*** Selected excerpt ***

February 18, 2013

Thomas Nagel, Samuel Butler, and the Question of Consciousness


Samuel Butler
  
(Note: This essay was originally published three days ago on theAtlantic.com. Thanks to Alexis Madrigal and Rebecca Rosen for opening the door.)
 
We live in an era of scientific triumphalism, when leading researchers in any number of fields claim they are supremely qualified to explain not only how the universe works, but also what it means. Metaphysics, they tell us, can now be considered a subset of physics.

Thus it's not surprising that distinguished hackles would be raised when a spirited counter-attack is launched by a well-known philosopher who contends that scientists
a) have conveniently ignored gaping holes in their understanding of how evolution has shaped the world and 
b) might learn something from the evangelical Christians who promote Intelligent Design.

*** Stored data ***

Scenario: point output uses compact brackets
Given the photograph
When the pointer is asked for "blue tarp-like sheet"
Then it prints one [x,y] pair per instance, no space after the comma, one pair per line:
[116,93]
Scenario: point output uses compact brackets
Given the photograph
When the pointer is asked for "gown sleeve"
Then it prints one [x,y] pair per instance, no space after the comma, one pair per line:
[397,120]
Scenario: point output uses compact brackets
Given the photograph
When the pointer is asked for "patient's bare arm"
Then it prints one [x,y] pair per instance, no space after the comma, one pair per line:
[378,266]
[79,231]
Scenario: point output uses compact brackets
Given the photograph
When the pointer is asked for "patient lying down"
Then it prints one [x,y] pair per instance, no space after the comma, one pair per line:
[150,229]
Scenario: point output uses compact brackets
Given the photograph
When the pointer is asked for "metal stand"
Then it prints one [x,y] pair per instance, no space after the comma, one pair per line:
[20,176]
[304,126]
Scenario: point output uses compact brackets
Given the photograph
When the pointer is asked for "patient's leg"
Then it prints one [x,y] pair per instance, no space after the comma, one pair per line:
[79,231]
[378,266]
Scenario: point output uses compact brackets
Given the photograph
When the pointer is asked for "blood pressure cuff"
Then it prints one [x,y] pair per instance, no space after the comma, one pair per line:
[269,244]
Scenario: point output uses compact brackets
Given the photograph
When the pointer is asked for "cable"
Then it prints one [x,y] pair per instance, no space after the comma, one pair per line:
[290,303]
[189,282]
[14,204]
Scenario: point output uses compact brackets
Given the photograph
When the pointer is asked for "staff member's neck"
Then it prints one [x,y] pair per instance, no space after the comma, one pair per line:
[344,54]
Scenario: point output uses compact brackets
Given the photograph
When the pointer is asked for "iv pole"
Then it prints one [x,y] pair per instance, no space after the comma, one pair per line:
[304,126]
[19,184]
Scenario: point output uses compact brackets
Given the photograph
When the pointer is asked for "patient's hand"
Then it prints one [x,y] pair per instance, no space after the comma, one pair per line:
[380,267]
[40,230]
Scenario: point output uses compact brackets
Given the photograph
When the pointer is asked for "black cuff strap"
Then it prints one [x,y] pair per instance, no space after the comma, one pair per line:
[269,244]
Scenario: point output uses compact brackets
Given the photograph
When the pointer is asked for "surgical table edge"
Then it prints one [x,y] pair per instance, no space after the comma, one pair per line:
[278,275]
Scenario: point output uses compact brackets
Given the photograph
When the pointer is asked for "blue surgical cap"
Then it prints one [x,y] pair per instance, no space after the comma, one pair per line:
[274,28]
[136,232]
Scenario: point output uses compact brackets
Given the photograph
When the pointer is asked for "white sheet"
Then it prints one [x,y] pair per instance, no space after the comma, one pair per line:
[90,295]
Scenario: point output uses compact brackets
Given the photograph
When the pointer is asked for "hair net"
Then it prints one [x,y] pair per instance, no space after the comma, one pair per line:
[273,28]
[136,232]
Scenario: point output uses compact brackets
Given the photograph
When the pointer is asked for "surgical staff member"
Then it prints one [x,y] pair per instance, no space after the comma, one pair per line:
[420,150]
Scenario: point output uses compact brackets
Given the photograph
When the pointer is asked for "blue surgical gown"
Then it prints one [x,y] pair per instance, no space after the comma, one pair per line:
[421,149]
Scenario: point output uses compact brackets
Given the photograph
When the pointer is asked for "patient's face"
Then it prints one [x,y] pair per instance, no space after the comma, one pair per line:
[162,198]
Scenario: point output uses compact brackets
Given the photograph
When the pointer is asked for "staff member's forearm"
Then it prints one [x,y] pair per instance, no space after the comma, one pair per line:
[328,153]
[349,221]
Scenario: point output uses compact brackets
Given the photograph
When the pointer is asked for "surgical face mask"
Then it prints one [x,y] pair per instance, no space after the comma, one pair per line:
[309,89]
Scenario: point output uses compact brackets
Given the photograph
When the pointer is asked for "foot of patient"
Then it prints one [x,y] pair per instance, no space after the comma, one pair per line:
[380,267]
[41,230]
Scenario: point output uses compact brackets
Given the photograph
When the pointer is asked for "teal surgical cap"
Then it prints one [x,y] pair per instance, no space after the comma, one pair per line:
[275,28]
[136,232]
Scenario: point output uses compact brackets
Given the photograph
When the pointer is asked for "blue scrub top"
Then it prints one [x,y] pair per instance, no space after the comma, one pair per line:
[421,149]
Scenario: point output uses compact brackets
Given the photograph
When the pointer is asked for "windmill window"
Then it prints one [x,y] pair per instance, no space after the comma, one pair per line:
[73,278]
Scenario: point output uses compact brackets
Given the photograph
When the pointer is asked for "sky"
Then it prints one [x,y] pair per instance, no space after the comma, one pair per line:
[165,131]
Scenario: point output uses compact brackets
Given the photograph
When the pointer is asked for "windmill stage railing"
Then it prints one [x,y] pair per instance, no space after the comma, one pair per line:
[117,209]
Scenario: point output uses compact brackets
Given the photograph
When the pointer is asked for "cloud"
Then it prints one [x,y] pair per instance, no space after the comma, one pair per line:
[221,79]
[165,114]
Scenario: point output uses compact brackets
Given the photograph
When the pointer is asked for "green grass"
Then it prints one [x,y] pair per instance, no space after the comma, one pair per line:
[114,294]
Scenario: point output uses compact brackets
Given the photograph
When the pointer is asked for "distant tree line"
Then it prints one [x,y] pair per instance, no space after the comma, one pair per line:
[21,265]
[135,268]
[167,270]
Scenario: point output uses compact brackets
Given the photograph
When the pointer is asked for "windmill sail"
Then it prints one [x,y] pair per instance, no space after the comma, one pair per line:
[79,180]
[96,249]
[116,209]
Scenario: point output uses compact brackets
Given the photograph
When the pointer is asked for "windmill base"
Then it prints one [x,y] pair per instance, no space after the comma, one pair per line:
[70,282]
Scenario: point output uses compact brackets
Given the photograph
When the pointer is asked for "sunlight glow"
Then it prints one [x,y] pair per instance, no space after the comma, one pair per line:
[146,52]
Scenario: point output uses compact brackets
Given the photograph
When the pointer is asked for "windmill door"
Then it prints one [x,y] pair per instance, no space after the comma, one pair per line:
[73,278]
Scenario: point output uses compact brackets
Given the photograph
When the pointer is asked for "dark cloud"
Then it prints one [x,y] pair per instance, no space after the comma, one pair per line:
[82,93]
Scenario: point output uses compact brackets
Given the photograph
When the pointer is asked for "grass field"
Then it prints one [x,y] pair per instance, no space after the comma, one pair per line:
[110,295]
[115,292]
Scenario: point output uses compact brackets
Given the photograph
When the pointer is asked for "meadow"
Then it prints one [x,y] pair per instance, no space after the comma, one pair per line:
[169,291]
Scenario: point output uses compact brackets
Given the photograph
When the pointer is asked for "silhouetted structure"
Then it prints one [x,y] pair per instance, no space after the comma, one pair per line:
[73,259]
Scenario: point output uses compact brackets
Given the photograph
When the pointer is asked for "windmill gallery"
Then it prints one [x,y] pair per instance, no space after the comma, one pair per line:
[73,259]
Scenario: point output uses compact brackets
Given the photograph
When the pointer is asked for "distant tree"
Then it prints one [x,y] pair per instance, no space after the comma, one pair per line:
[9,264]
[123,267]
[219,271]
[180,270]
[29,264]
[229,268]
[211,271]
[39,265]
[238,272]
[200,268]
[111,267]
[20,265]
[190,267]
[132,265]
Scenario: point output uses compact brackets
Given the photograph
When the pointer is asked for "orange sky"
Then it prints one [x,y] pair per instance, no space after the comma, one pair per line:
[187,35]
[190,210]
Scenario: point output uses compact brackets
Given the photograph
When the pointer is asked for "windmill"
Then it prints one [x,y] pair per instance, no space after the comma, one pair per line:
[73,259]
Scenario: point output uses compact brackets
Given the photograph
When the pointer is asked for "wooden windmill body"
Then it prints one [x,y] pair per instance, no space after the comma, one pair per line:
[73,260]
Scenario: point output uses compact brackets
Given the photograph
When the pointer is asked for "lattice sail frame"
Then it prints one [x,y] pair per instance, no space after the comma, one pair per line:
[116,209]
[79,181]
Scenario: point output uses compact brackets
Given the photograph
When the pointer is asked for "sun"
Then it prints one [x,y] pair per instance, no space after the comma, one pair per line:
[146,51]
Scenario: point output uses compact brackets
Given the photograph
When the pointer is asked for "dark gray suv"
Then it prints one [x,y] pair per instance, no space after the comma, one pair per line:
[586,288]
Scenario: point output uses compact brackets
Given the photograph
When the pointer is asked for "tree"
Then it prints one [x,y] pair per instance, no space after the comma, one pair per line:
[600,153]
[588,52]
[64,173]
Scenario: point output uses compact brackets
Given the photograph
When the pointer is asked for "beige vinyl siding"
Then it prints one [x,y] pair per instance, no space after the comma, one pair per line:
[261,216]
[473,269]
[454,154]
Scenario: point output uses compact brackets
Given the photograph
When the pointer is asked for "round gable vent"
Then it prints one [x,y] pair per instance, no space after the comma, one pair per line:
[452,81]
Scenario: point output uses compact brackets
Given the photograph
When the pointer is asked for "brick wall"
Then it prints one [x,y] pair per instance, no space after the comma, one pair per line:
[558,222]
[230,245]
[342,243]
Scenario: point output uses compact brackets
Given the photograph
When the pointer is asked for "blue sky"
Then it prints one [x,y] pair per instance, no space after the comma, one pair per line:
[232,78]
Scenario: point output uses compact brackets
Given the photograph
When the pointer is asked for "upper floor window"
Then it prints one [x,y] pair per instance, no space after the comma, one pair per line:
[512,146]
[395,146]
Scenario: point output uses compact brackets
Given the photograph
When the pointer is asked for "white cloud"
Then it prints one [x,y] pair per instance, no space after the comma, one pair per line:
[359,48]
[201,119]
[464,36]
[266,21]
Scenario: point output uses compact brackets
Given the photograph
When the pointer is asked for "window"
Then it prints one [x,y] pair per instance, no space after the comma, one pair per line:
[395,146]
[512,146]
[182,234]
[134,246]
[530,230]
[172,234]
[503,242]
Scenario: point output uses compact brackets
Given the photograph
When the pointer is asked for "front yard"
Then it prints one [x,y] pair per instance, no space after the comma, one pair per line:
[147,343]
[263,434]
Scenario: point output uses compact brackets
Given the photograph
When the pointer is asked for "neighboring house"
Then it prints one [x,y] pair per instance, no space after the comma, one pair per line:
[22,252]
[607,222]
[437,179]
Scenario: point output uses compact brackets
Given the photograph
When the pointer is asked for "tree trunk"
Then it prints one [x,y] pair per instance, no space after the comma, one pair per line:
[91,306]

***

◆ Tasks to carry out
a: Say whether each statement agrees with the essay on Nagel, Butler, and consciousness. Answer yes or no, and quote the deciding words from the essay.
(i) The essay first appeared on theAtlantic.com.
(ii) The counter-attack is launched by a well-known scientist.
(iii) Leading researchers claim that metaphysics can now be treated as a subset of physics.
b: Output the passage of the essay on Nagel, Butler, and consciousness that starts with "We live in an" and goes on through "promote Intelligent Design.".
c: Go on with the essay on Nagel, Butler, and consciousness from the point where it stops.

◆ Answers to the exercises
a:
(i) Yes: "This essay was originally published three days ago on theAtlantic.com."
(ii) No: "a spirited counter-attack is launched by a well-known philosopher"
(iii) Yes: "Metaphysics, they tell us, can now be considered a subset of physics."

b:
We live in an era of scientific triumphalism, when leading researchers in any number of fields claim they are supremely qualified to explain not only how the universe works, but also what it means. Metaphysics, they tell us, can now be considered a subset of physics.

Thus it's not surprising that distinguished hackles would be raised when a spirited counter-attack is launched by a well-known philosopher who contends that scientists
a) have conveniently ignored gaping holes in their understanding of how evolution has shaped the world and 
b) might learn something from the evangelical Christians who promote Intelligent Design.

c:
The philosopher in question is Thomas Nagel, who years ago attracted more than the usual attention accorded philosophy professors with his essay, "What Is It Like to Be a Bat?" Nagel's new book, Mind and Cosmos, comes with a subtitle that succinctly describes the epistemological chip he's placed on his shoulder, daring scientists to knock it off: Why the Materialist Neo-Darwinian Conception of Nature Is Almost Certainly False.

Nagel's argument is that the mechanics of natural selection can't answer one of the most crucial questions of our existence: how living, reasoning creatures emerged from insensate matter. Although he himself is an atheist, Nagel says he shares the theists' conviction that the appearance of such creatures strongly suggests that the universe has, from the beginning, evolved teleologically, meaning it's moving purposively, toward ever-higher levels of consciousness.


Thomas Nagel
"Each of our lives," he writes, "is a part of the lengthy process of the universe gradually waking up and becoming aware of itself." In the present intellectual climate, Nagel hastens to add, "such a possibility is unlikely to be taken seriously."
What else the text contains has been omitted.